§ **What the task requires**
Put this sentence from the Complete Georgia post into Spanish: "This, however, confuses a piece of paper with an appropriate education."

***** Text shown *****

Tuesday, November 21, 2017

Complete Georgia: Completely Mistaken


The pressure is less than it once was, but Georgia colleges and universities are still being asked to graduate students as quickly as possible.  One of the measures of success is the percentage of students who complete their degrees in four years.
This is a mistake.  Indeed it is a profound mistake.  Part of the impetus is to save money, yet another is apparently to improve the quality of education.  Unfortunately in the long run it does neither.
As is well known, there is a robust correlation between economic success and a college degree.  As a result, this credential is often regarded as magical.  It is thought to be especially useful to students who come from straitened circumstances.  This is to be their ticket to social mobility.
This, however, confuses a piece of paper with an appropriate education.  As I have been telling my students, the three most important things they should get from college are an ability to read, to write and to organize.  These will later enable them to be self-directed in the workplace.

***** Excerpted records *****

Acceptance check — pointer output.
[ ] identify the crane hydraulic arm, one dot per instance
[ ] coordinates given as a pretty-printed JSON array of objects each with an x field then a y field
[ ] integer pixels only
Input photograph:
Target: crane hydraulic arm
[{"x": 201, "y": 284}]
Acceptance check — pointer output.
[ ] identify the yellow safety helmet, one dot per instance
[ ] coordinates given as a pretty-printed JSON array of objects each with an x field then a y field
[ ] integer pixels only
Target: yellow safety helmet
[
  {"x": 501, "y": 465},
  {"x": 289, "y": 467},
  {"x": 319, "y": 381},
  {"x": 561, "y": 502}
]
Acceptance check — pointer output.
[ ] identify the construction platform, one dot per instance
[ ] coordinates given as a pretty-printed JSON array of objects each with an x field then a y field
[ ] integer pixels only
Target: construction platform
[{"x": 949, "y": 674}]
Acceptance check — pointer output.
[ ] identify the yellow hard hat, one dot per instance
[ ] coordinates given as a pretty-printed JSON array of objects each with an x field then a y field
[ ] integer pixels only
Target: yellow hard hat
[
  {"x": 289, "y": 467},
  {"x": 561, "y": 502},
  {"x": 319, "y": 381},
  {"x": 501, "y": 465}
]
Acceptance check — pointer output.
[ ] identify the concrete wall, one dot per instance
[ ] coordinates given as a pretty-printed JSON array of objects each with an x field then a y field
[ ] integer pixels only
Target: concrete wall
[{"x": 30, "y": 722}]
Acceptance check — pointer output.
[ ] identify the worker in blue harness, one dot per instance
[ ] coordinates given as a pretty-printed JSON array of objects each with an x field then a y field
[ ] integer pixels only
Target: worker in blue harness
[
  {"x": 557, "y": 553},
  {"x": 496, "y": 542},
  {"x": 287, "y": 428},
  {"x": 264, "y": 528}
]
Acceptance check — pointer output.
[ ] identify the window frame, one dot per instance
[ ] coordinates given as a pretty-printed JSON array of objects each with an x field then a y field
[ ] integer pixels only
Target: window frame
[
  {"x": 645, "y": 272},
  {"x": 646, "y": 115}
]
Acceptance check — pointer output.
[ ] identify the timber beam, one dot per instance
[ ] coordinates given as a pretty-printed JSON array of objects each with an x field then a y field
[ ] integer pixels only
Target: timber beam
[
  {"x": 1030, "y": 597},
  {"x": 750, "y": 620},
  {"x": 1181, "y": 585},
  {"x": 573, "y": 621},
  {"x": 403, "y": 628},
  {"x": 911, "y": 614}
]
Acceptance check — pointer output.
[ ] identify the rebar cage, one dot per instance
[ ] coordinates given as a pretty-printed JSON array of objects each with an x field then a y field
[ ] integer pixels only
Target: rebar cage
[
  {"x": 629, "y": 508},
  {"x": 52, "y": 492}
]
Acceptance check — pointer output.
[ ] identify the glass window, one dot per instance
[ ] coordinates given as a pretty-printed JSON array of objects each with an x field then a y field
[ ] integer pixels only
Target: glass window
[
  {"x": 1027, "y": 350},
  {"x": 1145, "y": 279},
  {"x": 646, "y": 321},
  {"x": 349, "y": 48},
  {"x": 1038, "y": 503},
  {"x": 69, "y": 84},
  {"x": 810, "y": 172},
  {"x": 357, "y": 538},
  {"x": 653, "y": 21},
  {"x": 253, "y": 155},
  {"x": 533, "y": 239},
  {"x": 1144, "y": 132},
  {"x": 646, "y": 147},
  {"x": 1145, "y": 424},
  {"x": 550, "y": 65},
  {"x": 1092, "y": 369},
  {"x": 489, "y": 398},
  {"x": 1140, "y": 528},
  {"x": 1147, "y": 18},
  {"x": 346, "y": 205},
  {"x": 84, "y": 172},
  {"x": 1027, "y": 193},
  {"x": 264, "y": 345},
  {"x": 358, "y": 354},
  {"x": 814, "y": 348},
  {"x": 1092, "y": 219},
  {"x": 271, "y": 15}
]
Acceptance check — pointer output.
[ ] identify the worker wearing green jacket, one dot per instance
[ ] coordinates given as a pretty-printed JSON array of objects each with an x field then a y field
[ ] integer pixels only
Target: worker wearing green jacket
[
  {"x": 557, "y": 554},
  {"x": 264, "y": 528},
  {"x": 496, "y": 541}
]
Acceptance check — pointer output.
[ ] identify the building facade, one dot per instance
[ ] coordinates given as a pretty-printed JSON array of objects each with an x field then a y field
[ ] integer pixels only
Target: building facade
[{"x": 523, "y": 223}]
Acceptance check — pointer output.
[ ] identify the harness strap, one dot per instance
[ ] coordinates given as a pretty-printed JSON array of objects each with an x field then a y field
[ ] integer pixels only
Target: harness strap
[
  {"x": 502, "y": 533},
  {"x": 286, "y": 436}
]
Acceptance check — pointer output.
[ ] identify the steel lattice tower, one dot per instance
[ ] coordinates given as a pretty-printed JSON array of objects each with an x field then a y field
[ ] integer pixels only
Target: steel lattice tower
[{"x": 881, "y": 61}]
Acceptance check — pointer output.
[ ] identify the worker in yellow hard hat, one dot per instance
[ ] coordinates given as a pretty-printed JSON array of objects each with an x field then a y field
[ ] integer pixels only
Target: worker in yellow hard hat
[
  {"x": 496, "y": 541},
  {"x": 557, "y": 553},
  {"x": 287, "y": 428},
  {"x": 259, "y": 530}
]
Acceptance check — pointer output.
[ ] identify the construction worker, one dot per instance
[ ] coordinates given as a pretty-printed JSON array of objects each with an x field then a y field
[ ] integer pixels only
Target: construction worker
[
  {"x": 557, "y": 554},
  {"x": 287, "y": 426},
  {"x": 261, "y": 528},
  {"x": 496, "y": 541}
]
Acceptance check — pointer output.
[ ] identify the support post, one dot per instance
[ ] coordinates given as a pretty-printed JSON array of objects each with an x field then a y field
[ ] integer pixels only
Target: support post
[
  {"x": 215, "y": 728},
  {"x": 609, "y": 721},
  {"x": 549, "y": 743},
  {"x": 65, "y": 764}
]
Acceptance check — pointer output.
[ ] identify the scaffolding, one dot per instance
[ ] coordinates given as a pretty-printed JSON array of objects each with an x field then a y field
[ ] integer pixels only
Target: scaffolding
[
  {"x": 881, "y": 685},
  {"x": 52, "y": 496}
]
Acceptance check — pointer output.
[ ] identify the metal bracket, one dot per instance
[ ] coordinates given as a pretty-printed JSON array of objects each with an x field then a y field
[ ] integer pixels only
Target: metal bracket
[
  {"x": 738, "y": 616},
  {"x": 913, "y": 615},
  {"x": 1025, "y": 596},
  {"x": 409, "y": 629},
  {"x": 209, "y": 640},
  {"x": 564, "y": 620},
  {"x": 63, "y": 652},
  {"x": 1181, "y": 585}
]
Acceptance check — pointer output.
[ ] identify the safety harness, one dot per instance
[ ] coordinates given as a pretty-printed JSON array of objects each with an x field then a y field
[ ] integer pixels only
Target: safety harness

*****

§ **Reply to the exercise**
Esto, sin embargo, confunde un pedazo de papel con una educación adecuada.